◆ **Problem to work on**
Report each line of the data below that contains the word "white", copying every such line in full.

◆ **Provided records**

· · · · · · ·

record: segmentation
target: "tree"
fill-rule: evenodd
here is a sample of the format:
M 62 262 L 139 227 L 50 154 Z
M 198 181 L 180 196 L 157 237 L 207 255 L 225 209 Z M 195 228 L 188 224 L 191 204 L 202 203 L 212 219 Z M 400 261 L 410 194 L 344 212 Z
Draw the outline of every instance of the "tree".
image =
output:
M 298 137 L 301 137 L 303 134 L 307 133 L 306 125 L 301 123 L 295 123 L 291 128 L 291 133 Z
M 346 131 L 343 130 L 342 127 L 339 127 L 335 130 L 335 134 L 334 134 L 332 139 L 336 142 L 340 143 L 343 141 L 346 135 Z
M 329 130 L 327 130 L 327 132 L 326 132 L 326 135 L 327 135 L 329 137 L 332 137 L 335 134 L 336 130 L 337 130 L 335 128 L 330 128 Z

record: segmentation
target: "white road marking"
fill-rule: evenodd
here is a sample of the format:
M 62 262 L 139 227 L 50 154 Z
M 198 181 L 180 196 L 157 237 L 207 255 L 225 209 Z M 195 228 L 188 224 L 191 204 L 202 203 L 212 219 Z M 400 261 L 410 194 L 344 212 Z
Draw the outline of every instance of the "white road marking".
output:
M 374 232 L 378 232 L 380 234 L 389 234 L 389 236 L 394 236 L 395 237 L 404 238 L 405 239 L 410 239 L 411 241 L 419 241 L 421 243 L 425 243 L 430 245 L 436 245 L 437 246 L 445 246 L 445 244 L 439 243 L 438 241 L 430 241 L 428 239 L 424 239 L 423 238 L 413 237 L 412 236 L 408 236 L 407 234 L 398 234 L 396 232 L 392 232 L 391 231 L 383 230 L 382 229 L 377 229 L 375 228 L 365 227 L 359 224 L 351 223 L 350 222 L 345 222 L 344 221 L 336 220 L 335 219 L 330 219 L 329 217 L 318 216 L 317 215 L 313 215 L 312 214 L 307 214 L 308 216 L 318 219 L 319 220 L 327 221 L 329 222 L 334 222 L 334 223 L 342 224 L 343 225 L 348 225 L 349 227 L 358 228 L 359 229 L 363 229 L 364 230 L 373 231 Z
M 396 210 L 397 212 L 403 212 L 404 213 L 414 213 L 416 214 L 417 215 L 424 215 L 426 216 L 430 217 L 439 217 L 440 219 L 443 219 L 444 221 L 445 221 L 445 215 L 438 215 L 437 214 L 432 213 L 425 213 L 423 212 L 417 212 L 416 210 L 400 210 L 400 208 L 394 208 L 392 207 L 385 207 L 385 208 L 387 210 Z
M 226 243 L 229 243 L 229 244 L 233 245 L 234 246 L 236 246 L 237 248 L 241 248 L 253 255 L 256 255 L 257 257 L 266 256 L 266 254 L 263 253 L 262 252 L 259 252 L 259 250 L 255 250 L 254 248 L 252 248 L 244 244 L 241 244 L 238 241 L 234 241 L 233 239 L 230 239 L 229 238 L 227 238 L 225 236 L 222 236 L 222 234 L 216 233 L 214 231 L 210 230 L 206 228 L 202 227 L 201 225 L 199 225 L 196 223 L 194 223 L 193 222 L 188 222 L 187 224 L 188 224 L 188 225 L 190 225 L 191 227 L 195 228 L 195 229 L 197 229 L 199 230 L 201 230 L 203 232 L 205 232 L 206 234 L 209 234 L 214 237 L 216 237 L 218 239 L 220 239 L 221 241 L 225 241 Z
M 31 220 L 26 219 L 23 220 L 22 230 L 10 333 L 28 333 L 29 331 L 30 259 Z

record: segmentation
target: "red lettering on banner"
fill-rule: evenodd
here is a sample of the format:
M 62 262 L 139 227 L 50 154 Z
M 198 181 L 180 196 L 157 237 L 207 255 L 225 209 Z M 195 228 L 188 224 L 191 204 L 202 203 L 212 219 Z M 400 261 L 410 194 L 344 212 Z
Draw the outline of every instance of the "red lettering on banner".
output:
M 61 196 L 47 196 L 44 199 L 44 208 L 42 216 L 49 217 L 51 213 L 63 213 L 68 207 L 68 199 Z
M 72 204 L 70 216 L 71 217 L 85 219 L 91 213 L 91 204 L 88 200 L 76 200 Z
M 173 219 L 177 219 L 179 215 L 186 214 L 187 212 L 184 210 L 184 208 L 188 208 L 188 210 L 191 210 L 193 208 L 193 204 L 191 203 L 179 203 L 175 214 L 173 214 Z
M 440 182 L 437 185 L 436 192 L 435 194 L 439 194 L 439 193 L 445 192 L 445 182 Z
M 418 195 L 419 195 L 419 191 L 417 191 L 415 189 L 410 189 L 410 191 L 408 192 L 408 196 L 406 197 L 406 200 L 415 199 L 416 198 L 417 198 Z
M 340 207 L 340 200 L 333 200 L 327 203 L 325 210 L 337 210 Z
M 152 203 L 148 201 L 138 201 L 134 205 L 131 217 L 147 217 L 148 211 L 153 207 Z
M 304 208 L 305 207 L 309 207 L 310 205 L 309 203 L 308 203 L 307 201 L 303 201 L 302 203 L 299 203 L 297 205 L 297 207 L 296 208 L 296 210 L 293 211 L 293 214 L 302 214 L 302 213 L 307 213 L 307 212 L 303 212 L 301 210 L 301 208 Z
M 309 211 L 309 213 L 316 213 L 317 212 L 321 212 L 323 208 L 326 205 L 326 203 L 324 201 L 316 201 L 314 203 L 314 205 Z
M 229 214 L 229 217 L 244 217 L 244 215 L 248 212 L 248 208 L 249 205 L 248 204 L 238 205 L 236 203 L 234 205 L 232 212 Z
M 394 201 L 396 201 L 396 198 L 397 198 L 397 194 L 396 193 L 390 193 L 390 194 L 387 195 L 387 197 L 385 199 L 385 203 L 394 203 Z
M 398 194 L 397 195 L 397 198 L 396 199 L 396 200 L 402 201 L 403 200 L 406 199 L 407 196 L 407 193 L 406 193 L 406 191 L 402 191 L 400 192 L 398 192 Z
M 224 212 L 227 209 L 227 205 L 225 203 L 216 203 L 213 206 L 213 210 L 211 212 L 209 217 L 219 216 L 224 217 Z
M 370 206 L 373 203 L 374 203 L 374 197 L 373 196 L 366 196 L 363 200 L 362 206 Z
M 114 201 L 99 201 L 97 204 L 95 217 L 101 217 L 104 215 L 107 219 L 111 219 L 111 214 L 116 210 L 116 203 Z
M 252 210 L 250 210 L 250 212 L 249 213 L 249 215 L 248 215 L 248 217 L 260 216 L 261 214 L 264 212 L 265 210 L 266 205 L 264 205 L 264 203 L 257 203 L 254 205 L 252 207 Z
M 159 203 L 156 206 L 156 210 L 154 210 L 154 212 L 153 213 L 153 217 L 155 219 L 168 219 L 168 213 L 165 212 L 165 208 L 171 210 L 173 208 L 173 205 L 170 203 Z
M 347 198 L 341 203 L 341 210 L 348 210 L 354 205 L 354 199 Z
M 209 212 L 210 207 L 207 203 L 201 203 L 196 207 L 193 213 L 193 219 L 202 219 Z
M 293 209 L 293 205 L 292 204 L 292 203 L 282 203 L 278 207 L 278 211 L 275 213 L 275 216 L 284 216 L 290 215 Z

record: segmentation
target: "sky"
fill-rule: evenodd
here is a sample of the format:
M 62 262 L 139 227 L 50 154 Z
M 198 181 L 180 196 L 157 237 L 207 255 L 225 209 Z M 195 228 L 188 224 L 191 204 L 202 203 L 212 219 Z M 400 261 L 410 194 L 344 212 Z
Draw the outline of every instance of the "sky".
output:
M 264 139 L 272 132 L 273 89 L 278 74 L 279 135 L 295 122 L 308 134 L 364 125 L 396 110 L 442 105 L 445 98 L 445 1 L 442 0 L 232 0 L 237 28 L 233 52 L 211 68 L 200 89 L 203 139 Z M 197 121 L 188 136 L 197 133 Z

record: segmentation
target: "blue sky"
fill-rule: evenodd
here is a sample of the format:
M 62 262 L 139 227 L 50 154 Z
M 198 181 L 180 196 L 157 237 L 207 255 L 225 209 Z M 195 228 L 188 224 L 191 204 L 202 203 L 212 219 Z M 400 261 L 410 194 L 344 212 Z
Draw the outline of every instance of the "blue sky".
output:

· · · · · · ·

◆ **Final result**
target: "white road marking"
Draw the outline of every instance of the "white road marking".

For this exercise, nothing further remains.